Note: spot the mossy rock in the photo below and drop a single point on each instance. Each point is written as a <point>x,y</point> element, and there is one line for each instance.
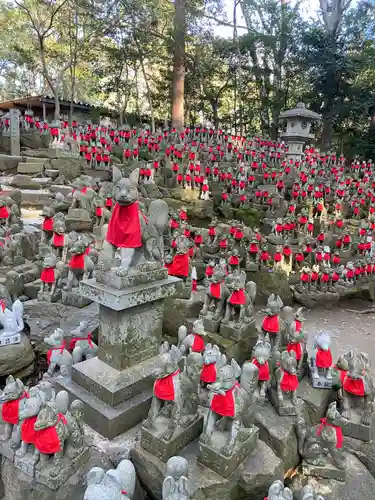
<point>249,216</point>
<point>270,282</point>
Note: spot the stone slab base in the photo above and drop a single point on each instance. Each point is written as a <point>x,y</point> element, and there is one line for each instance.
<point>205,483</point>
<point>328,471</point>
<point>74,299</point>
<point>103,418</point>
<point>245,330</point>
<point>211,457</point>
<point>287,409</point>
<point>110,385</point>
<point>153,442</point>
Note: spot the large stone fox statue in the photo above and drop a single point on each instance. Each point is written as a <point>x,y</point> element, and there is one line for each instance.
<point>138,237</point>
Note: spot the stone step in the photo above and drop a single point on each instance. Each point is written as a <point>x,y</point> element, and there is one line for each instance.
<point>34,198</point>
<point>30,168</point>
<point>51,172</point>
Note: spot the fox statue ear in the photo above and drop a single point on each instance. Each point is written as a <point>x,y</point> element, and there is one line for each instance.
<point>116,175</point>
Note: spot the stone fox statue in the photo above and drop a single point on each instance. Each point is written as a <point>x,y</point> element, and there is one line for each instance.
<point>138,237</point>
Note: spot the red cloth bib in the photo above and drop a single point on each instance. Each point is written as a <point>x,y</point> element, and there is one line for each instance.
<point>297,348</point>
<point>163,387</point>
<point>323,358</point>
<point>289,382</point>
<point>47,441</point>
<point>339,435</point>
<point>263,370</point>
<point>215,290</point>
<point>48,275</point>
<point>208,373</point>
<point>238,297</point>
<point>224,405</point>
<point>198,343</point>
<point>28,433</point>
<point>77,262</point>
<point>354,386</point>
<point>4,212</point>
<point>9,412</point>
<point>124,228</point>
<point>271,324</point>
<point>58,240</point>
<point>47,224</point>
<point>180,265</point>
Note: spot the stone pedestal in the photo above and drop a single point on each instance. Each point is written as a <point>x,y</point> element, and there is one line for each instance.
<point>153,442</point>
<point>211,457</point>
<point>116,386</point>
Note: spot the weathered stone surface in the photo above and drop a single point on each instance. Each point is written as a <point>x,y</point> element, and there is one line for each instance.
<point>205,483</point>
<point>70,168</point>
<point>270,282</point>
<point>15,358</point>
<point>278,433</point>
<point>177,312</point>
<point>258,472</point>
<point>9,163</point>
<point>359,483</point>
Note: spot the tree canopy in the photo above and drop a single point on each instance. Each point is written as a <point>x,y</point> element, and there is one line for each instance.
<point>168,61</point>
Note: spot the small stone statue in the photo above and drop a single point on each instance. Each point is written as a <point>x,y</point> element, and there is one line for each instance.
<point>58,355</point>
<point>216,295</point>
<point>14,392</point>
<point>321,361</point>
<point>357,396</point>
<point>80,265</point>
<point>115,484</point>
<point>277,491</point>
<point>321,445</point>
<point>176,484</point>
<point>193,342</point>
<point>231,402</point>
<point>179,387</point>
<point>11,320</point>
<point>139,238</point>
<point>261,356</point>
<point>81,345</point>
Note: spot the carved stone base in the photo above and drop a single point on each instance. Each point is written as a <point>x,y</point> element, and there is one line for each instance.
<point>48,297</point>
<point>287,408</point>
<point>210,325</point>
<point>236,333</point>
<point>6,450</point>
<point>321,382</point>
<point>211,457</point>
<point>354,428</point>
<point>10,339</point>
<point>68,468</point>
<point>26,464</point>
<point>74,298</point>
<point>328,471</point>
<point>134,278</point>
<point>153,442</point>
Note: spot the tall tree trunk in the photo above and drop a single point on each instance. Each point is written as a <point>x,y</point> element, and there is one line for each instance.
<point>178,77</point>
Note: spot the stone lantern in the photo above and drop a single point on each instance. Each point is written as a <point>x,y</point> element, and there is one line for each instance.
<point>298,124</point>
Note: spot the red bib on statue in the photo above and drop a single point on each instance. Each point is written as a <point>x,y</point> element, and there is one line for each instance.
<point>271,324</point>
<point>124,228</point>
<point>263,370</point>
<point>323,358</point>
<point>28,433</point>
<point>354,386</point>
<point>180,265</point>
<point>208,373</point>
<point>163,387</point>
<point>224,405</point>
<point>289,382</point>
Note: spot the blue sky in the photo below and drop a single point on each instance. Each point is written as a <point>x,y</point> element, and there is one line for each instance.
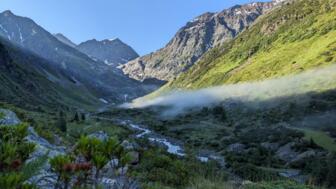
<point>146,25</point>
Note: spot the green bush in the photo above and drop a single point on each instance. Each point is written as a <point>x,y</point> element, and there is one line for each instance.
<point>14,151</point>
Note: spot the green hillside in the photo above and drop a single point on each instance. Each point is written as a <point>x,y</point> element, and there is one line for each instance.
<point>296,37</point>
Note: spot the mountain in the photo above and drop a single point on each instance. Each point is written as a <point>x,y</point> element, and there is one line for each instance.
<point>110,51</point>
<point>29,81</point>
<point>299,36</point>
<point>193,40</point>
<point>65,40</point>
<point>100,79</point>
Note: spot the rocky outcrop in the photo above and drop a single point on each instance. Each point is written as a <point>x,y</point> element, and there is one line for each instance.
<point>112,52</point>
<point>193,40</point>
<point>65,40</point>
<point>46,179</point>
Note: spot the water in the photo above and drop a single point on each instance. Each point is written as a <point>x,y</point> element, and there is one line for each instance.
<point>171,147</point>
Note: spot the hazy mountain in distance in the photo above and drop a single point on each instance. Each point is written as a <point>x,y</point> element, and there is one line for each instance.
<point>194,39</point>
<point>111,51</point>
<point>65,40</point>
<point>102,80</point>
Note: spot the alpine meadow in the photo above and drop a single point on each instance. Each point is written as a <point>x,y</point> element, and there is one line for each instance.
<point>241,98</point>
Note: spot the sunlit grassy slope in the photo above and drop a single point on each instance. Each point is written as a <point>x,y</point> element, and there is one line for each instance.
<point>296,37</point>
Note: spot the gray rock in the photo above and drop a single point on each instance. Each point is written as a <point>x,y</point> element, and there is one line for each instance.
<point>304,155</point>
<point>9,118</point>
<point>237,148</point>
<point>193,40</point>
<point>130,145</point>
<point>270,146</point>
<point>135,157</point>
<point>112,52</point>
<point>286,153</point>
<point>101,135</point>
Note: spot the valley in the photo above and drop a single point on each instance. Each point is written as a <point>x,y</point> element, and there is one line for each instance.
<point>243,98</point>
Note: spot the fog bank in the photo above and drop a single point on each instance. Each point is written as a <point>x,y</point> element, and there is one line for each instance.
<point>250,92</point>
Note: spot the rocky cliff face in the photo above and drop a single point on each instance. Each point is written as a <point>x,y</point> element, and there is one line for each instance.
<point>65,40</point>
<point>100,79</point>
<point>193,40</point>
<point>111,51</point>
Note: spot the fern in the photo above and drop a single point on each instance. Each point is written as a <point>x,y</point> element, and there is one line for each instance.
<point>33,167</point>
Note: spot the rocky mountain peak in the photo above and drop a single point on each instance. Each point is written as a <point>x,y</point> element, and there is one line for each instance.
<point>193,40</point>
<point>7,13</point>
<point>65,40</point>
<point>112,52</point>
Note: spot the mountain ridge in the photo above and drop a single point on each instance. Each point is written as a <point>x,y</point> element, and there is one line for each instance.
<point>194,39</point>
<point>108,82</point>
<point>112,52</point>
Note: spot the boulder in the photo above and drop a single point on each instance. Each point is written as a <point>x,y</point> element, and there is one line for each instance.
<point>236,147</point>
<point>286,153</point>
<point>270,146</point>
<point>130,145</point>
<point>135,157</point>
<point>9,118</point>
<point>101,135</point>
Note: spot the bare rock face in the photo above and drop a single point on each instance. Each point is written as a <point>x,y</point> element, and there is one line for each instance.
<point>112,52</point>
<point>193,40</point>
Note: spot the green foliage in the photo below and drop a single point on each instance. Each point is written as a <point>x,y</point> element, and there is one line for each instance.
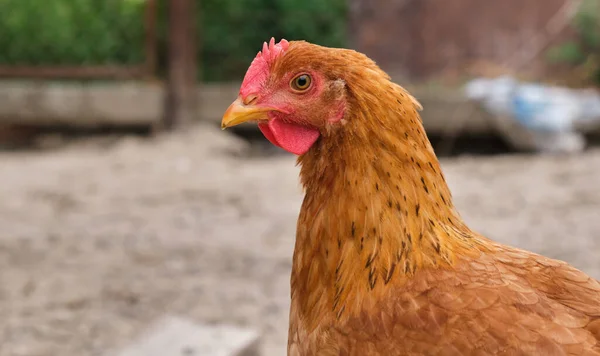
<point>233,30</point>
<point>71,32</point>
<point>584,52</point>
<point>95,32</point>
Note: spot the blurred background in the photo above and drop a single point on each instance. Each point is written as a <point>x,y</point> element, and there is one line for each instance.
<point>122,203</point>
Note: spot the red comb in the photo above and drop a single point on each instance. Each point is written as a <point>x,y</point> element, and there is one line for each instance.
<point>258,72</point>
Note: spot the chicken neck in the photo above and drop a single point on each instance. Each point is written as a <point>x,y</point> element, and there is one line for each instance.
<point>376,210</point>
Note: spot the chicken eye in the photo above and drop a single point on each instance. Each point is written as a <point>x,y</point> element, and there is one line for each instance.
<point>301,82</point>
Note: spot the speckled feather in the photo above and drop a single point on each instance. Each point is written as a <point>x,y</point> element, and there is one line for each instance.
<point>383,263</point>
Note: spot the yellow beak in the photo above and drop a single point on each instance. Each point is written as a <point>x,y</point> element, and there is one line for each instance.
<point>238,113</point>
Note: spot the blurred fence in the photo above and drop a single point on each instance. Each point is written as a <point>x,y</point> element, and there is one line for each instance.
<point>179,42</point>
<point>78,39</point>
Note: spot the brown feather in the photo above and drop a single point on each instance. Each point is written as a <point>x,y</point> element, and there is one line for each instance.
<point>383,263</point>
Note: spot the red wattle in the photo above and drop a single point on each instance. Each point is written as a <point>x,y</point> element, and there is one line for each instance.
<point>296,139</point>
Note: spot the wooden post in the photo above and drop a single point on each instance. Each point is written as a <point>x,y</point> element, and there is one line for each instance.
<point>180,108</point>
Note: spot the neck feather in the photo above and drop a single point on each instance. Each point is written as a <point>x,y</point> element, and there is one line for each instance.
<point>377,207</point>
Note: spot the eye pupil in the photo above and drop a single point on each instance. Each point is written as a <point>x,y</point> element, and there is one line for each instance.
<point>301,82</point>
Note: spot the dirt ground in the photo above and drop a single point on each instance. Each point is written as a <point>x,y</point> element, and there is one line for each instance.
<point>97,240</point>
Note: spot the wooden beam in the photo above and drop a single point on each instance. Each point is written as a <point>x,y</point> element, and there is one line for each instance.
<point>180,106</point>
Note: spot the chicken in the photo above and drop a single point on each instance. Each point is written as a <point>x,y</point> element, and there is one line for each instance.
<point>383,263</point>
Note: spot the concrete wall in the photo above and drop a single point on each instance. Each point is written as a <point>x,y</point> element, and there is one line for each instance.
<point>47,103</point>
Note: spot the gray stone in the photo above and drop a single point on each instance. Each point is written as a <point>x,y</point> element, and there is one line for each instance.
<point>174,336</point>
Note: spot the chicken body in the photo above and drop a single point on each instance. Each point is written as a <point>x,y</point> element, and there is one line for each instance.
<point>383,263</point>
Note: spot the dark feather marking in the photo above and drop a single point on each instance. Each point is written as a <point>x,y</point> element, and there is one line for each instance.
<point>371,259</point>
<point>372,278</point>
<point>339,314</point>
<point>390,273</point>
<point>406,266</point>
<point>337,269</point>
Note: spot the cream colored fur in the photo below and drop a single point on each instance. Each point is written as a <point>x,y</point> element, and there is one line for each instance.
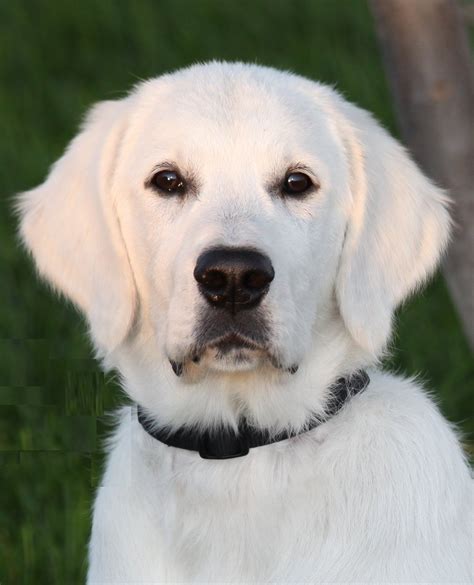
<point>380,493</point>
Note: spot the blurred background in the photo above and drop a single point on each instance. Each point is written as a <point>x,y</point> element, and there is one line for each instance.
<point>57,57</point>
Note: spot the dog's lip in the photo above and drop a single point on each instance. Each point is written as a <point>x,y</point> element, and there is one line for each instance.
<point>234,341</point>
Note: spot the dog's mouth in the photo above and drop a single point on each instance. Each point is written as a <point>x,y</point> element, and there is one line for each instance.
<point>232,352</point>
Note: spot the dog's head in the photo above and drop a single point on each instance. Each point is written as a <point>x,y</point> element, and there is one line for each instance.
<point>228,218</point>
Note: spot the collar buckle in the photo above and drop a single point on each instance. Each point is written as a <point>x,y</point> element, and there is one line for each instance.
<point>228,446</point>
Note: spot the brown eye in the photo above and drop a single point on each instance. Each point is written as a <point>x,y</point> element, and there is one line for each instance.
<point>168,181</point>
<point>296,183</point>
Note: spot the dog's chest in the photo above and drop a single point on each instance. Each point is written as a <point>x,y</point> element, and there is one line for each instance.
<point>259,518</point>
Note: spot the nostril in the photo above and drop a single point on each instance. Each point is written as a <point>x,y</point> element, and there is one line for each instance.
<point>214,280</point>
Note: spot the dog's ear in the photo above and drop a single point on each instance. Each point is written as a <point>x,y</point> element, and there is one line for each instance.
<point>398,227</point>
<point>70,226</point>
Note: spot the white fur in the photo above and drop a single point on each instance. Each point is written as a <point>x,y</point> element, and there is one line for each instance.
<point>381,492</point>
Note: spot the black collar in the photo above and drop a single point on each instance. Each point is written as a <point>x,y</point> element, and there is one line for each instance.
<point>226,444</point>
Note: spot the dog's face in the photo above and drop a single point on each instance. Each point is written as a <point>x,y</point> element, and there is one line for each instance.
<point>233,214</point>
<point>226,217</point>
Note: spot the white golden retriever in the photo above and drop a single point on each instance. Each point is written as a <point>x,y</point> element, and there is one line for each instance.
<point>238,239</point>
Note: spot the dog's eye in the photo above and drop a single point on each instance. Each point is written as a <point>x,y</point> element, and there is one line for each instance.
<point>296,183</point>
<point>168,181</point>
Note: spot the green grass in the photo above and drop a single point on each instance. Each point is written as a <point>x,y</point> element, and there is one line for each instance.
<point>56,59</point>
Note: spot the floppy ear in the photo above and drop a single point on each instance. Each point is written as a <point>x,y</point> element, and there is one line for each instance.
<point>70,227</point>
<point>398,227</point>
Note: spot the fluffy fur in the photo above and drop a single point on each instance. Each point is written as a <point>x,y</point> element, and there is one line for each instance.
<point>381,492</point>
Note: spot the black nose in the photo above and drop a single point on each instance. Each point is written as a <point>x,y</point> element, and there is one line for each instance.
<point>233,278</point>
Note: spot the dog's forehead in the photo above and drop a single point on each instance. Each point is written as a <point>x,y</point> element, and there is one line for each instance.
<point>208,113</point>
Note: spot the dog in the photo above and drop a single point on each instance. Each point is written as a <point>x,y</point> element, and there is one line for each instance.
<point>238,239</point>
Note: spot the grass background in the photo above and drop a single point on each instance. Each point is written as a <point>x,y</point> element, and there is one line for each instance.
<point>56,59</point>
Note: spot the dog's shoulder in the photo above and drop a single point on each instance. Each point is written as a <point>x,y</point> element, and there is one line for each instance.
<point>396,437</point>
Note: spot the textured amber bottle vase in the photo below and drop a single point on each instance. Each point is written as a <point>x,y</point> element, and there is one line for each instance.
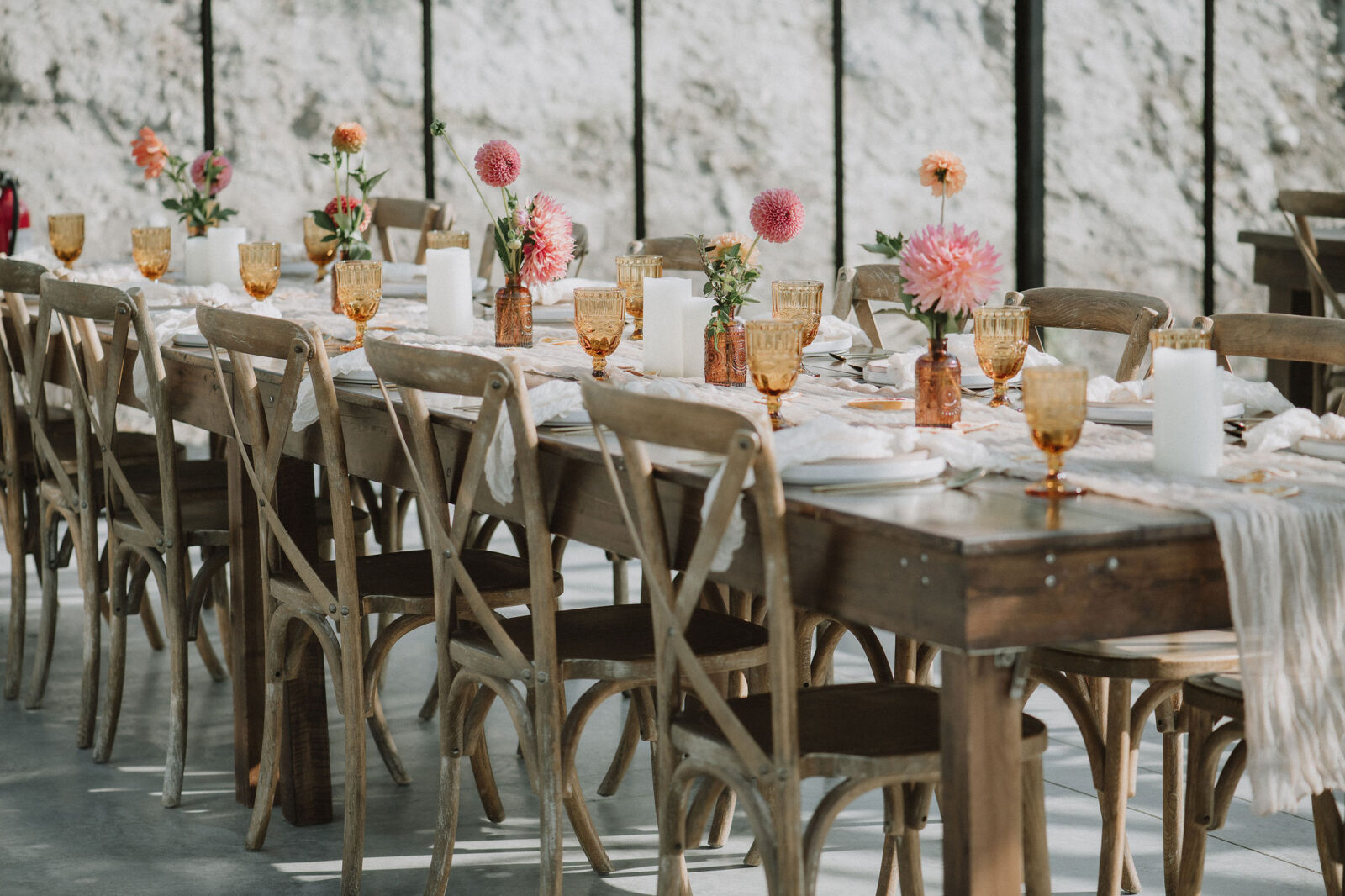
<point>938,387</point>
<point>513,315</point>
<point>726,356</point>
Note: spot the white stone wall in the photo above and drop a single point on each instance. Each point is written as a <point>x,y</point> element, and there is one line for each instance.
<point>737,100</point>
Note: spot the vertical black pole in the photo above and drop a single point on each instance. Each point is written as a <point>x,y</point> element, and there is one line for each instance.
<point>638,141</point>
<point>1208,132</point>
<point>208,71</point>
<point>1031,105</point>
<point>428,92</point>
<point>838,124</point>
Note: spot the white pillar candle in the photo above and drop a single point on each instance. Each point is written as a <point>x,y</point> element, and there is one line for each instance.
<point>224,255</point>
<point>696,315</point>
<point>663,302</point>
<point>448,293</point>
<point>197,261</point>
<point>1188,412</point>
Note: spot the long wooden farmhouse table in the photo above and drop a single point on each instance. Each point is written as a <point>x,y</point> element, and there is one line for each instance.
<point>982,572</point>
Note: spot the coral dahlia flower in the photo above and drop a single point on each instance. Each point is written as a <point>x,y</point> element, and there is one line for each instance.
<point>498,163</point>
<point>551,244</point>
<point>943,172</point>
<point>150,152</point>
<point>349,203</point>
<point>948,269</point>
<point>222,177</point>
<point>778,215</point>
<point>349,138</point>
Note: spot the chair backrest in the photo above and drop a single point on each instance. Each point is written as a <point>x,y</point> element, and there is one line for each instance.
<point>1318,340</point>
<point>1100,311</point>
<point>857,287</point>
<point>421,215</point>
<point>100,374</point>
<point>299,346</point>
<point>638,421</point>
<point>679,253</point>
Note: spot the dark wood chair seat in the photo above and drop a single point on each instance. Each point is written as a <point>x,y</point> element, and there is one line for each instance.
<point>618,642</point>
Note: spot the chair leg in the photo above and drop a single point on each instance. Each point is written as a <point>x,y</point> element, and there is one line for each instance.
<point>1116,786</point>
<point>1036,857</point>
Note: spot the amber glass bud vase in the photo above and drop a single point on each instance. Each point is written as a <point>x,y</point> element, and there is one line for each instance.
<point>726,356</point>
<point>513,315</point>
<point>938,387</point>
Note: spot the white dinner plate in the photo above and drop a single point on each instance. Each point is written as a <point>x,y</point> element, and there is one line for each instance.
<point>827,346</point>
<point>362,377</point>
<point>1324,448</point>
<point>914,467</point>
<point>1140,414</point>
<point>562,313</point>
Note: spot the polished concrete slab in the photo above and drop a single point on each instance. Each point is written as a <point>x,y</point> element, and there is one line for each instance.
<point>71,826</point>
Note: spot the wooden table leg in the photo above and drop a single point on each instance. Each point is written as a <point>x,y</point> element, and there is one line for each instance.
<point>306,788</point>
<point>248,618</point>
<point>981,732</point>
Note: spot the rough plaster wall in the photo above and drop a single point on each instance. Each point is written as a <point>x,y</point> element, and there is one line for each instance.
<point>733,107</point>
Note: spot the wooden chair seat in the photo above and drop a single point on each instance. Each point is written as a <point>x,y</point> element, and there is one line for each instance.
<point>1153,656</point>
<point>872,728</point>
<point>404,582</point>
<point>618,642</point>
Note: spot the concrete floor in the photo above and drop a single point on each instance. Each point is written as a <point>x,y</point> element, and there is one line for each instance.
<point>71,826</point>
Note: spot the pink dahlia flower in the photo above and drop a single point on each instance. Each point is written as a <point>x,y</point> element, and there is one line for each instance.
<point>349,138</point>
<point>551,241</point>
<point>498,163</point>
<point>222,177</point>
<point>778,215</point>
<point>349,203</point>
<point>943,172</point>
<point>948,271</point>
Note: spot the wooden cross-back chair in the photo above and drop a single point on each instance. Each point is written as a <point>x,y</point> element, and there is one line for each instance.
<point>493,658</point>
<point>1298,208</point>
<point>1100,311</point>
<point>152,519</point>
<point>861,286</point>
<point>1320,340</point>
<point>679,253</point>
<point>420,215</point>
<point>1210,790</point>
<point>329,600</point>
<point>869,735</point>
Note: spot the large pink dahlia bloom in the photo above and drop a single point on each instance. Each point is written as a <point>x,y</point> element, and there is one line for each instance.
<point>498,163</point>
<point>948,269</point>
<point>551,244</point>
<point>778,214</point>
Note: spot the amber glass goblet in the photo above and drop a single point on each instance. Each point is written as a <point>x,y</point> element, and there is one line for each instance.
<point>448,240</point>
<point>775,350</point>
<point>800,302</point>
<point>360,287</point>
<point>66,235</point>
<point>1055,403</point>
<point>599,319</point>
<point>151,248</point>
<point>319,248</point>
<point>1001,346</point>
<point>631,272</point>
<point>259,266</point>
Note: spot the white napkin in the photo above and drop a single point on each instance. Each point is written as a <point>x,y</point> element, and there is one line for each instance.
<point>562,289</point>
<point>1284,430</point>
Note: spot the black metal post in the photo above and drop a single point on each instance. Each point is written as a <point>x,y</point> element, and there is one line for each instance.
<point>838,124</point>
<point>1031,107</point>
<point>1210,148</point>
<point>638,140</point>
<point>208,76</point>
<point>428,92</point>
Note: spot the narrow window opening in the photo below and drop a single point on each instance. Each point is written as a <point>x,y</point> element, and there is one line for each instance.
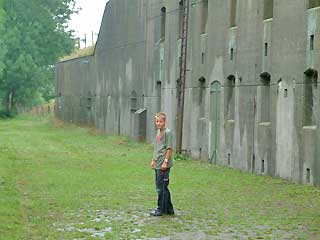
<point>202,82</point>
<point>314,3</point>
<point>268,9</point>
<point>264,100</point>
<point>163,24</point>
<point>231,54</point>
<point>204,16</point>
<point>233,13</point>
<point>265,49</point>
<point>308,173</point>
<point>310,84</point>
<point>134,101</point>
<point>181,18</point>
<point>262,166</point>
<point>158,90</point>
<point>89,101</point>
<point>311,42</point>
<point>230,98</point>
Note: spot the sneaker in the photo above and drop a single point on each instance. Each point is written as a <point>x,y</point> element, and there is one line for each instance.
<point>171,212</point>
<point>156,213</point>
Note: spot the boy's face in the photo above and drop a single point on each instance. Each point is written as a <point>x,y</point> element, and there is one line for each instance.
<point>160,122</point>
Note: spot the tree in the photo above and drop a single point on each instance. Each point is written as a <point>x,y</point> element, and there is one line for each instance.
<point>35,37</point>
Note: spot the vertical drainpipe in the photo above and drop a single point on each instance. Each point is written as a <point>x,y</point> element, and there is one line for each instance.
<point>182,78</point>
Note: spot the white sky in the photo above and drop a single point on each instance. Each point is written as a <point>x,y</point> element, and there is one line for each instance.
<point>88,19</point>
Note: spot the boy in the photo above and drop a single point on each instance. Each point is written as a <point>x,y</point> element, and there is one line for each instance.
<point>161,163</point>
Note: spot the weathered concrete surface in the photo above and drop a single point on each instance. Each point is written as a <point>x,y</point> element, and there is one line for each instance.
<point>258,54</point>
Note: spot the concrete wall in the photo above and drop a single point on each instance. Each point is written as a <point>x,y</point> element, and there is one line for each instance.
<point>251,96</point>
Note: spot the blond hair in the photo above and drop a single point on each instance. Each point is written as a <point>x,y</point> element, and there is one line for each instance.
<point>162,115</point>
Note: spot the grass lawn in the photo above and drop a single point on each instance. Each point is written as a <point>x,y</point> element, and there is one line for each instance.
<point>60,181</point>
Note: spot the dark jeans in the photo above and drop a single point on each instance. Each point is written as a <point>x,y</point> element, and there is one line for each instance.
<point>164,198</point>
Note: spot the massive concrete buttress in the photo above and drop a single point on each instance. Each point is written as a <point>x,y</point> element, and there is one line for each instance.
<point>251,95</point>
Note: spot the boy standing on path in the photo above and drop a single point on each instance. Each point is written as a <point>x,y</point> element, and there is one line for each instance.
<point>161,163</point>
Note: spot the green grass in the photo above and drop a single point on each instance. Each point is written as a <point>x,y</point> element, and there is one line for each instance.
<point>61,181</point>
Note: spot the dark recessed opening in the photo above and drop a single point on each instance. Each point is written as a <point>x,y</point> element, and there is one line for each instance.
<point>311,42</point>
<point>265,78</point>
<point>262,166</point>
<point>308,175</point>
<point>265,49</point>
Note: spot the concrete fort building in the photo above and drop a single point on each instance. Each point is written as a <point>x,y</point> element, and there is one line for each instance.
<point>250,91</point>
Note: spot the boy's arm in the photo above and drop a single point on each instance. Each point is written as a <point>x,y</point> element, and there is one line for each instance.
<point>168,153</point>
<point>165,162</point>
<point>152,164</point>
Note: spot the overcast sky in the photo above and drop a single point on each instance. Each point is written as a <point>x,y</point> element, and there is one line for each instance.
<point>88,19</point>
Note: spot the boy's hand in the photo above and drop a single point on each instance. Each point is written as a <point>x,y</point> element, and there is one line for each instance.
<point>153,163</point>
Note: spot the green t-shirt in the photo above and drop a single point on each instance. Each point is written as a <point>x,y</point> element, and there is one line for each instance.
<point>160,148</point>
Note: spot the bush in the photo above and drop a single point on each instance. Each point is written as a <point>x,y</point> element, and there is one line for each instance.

*Aim of the exercise:* Take the lines from the one containing "Note: spot the dark recessed" to the last line of the material above and write them out exactly.

*Solution to this task:*
Note: spot the dark recessed opening in the photo above and drop a single point on each instance. Each point is written as a <point>x,y</point> element, and there is one line for each instance.
<point>311,42</point>
<point>265,78</point>
<point>262,166</point>
<point>308,175</point>
<point>265,49</point>
Note: spot the concrete fort building in the photo above and drop a single point on each instance. Each point is written as a <point>x,y</point> element, and there is one line for each instance.
<point>250,91</point>
Note: spot the boy's arm in the photo above and drop a single point on each instance. Each point is written as a <point>x,y</point> element, and there is one line for each instance.
<point>168,153</point>
<point>165,162</point>
<point>152,164</point>
Note: spot the overcast sky in the photo above and drop a single point on each instance. Each point is written as a <point>x,y</point> element, and there is one line for each instance.
<point>88,19</point>
Note: spot the boy's hand in the photo above and drop a single point on each instance. Each point is written as a <point>x,y</point> element, and there is one line for each instance.
<point>153,163</point>
Note: spot the green t-shirt in the photo above and drop a single point on each instance. Each point is written as a <point>x,y</point> element, and there is one line for each instance.
<point>160,148</point>
Note: spot the bush in the photo above and drop a single point on each instance. Each point is written as a <point>x,y</point> element, and there is one line for each instance.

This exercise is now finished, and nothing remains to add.